Task instructions >> Transcribe the listing that follows in full, omitting pictures.

Region segmentation data:
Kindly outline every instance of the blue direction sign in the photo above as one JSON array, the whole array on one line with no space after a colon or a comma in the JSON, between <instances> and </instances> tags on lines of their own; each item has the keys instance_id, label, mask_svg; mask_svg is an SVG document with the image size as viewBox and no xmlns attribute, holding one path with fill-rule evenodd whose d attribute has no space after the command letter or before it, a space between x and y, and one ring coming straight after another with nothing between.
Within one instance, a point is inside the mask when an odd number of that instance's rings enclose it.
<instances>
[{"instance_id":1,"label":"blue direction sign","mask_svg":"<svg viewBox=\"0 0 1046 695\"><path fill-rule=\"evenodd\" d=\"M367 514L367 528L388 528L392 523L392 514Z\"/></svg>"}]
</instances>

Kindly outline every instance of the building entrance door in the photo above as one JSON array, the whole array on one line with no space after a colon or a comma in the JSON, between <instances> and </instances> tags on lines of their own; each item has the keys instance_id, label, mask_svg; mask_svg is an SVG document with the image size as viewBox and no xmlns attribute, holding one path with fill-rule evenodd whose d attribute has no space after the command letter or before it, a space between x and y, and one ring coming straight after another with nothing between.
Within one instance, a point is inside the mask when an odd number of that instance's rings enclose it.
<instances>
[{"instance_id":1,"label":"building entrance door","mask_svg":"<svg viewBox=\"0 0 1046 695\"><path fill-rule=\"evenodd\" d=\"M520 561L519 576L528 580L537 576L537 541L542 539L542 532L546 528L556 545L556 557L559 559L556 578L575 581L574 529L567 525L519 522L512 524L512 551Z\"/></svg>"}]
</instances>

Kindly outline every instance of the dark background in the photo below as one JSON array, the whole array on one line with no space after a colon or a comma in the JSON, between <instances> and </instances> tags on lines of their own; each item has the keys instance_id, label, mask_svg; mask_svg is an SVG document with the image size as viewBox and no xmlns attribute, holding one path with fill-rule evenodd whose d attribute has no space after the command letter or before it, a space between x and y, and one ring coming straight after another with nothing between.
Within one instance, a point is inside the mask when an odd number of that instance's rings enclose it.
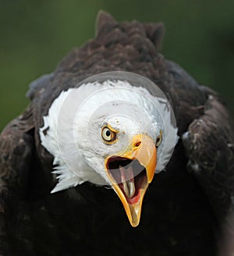
<instances>
[{"instance_id":1,"label":"dark background","mask_svg":"<svg viewBox=\"0 0 234 256\"><path fill-rule=\"evenodd\" d=\"M165 56L217 91L234 116L233 0L0 0L0 130L27 105L29 83L94 37L100 9L118 21L162 21Z\"/></svg>"}]
</instances>

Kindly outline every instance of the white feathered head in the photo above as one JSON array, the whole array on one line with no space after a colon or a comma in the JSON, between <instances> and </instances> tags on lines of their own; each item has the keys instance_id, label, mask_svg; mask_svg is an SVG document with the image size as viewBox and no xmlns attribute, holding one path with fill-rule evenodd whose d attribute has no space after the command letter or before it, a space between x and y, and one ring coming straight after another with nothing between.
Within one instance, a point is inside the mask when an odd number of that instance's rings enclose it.
<instances>
[{"instance_id":1,"label":"white feathered head","mask_svg":"<svg viewBox=\"0 0 234 256\"><path fill-rule=\"evenodd\" d=\"M51 192L85 181L111 185L136 226L176 133L168 101L148 79L121 71L91 76L62 91L44 117L41 144L54 156L58 179Z\"/></svg>"}]
</instances>

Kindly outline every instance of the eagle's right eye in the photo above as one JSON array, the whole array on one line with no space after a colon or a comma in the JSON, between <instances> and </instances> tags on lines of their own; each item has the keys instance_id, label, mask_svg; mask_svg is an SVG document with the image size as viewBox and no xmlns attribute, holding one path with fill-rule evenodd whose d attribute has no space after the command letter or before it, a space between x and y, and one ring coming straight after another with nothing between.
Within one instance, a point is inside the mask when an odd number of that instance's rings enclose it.
<instances>
[{"instance_id":1,"label":"eagle's right eye","mask_svg":"<svg viewBox=\"0 0 234 256\"><path fill-rule=\"evenodd\" d=\"M112 130L108 126L105 126L101 130L101 137L105 143L113 143L117 139L116 131Z\"/></svg>"}]
</instances>

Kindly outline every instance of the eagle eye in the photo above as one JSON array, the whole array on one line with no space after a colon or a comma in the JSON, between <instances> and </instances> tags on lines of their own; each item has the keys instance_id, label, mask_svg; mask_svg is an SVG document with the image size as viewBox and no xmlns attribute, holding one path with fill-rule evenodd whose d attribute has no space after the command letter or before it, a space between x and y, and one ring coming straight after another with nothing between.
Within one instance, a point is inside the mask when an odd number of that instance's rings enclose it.
<instances>
[{"instance_id":1,"label":"eagle eye","mask_svg":"<svg viewBox=\"0 0 234 256\"><path fill-rule=\"evenodd\" d=\"M157 139L156 139L156 148L160 146L160 144L161 144L161 141L162 141L162 130L161 130L160 133L157 137Z\"/></svg>"},{"instance_id":2,"label":"eagle eye","mask_svg":"<svg viewBox=\"0 0 234 256\"><path fill-rule=\"evenodd\" d=\"M105 143L110 144L116 140L117 138L117 131L112 130L108 126L105 126L101 130L101 137Z\"/></svg>"}]
</instances>

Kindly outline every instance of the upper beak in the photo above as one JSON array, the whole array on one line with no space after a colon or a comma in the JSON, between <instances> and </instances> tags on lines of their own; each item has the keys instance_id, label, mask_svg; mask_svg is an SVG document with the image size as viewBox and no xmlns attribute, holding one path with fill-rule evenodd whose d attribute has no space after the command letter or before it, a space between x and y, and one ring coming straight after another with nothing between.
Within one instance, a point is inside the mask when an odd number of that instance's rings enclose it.
<instances>
[{"instance_id":1,"label":"upper beak","mask_svg":"<svg viewBox=\"0 0 234 256\"><path fill-rule=\"evenodd\" d=\"M108 176L133 226L140 222L143 198L156 164L155 144L145 134L136 135L126 151L105 159Z\"/></svg>"}]
</instances>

Result below >>
Kindly outline every instance of the blue direction sign in the photo above as one JSON array, the whole array on one line with no space after a colon or a comma in the JSON, between <instances> and </instances> tags on lines of their own; each item has the keys instance_id, label, mask_svg; mask_svg is an SVG document with the image size as viewBox and no xmlns attribute, holding one path with fill-rule evenodd whose d attribute has no space after the command letter or before it, a space between x and y, and one ring coming straight after another with nothing between.
Within one instance, a point is inside the mask when an odd number of that instance's rings enclose it.
<instances>
[{"instance_id":1,"label":"blue direction sign","mask_svg":"<svg viewBox=\"0 0 1046 695\"><path fill-rule=\"evenodd\" d=\"M367 514L367 528L388 528L392 523L392 514Z\"/></svg>"}]
</instances>

Kindly outline every instance of the building entrance door in the photo above as one JSON array, the whole array on one line with no space after a colon or a comma in the JSON, between <instances> and </instances> tags on lines of their own; each item has the keys instance_id, label, mask_svg; mask_svg is an SVG document with the image size as viewBox and no xmlns attribute, holding one path with fill-rule evenodd whose d attribute has no space after the command letter or before it, a space between x and y, and one ring coming straight after another with nothing between.
Within one instance, a point is inside the mask when an odd number of that instance's rings enclose it.
<instances>
[{"instance_id":1,"label":"building entrance door","mask_svg":"<svg viewBox=\"0 0 1046 695\"><path fill-rule=\"evenodd\" d=\"M520 561L519 576L528 580L537 576L537 541L542 539L542 532L546 528L556 545L556 557L559 559L556 578L575 581L574 529L567 525L519 522L512 524L512 551Z\"/></svg>"}]
</instances>

Kindly outline every instance of the dark background in the photo below as one JSON array, the whole array on one line with no space after a colon or a comma in the JSON, between <instances> and </instances> tags on lines of their own; each item has the keys instance_id, label, mask_svg; mask_svg is an SVG document with the image size as viewBox and no xmlns attribute, holding one path with fill-rule evenodd whose d attribute has no space after the command letter or before it, a space between x and y, and one ring coming straight after another with nothing between.
Within one instance, a point is inside the mask when an odd number of that instance's rings enclose it.
<instances>
[{"instance_id":1,"label":"dark background","mask_svg":"<svg viewBox=\"0 0 234 256\"><path fill-rule=\"evenodd\" d=\"M165 56L217 91L234 116L233 0L0 0L0 130L27 105L29 83L94 37L100 9L118 21L162 21Z\"/></svg>"}]
</instances>

Kindly outline every instance of the white feathered head in the photo above as one JSON array, the whole array on one line with no space after a colon or a comma in the JSON, between <instances> and </instances> tags on lines of their own; each item has the keys instance_id, label, mask_svg; mask_svg is an SVG document with the image size as viewBox and no xmlns attribute, holding one path with fill-rule evenodd whose d attribute has no space after the command letter or before it, a space between x and y, and one ring coming straight after another with nothing between.
Within one instance, a point is inside the mask when an odd number of that instance's rings enclose it.
<instances>
[{"instance_id":1,"label":"white feathered head","mask_svg":"<svg viewBox=\"0 0 234 256\"><path fill-rule=\"evenodd\" d=\"M51 192L85 181L111 185L136 226L176 133L168 101L148 79L121 71L91 76L62 91L44 117L41 144L54 156L58 179Z\"/></svg>"}]
</instances>

Kindly outline every instance of the eagle's right eye in the photo above as one JSON array, the whole array on one line with no space after a colon or a comma in the JSON, between <instances> and </instances> tags on lines of their own; each item has the keys instance_id, label, mask_svg; mask_svg is an SVG document with the image size as viewBox and no xmlns attribute, holding one path with fill-rule evenodd whose d attribute has no space after the command letter or before it, a space between x and y, and one ring coming straight after another with nothing between.
Within one instance, a point is inside the mask when an odd number of that instance's rings enclose it.
<instances>
[{"instance_id":1,"label":"eagle's right eye","mask_svg":"<svg viewBox=\"0 0 234 256\"><path fill-rule=\"evenodd\" d=\"M112 130L108 126L105 126L101 130L101 137L105 143L113 143L117 139L116 131Z\"/></svg>"}]
</instances>

Kindly outline every instance of the eagle eye in the photo above as one JSON array, the whole array on one line with no space after a colon or a comma in the JSON, between <instances> and </instances> tags on lines of their own; each item has the keys instance_id, label, mask_svg; mask_svg is an SVG document with the image size as viewBox and no xmlns attribute, holding one path with fill-rule evenodd whose d attribute has no space after the command letter or before it, a space between x and y, and one ring coming straight after another with nothing between.
Within one instance, a point is inside the mask when an odd number of that instance's rings enclose it.
<instances>
[{"instance_id":1,"label":"eagle eye","mask_svg":"<svg viewBox=\"0 0 234 256\"><path fill-rule=\"evenodd\" d=\"M157 139L156 139L156 148L160 146L160 144L161 144L161 141L162 141L162 130L161 130L160 133L157 137Z\"/></svg>"},{"instance_id":2,"label":"eagle eye","mask_svg":"<svg viewBox=\"0 0 234 256\"><path fill-rule=\"evenodd\" d=\"M105 143L110 144L116 140L117 138L117 131L112 130L108 126L105 126L101 130L101 137Z\"/></svg>"}]
</instances>

Kindly outline every instance of the upper beak in the photo above as one JSON array, the whole array on one line with no space after a colon or a comma in the JSON, between <instances> and </instances> tags on lines of their own; each item has the keys instance_id, label, mask_svg; mask_svg is an SVG document with the image size as viewBox and no xmlns attribute, holding one path with fill-rule evenodd whose d attribute has no space after the command letter or before it, a space between x and y, and one ring coming straight after another with nothing between.
Within one instance, a point is inside the mask when an odd number of that instance's rings enclose it.
<instances>
[{"instance_id":1,"label":"upper beak","mask_svg":"<svg viewBox=\"0 0 234 256\"><path fill-rule=\"evenodd\" d=\"M108 176L133 226L140 222L143 198L156 164L155 144L145 134L136 135L126 151L105 159Z\"/></svg>"}]
</instances>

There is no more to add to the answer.